== Raw data ==
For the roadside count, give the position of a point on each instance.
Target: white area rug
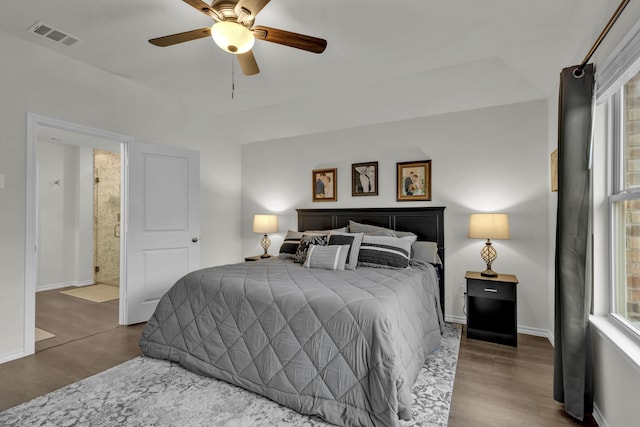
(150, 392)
===
== Raw data ==
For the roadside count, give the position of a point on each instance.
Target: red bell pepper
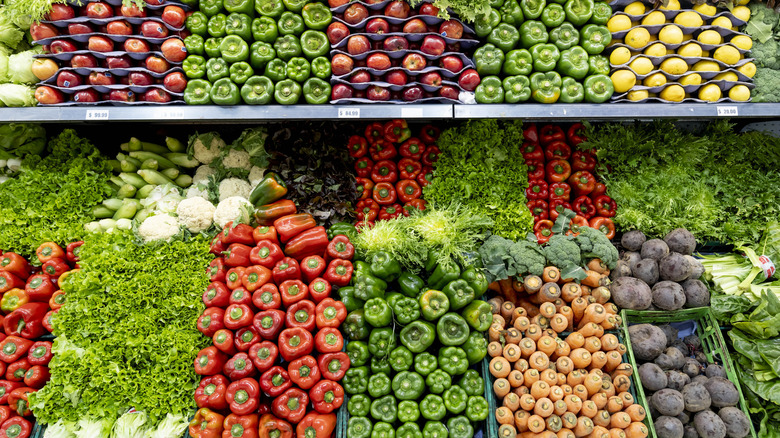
===
-- Problem requirements --
How many lines in the records above contain the word "Target"? Give only the number.

-- Reply to the task --
2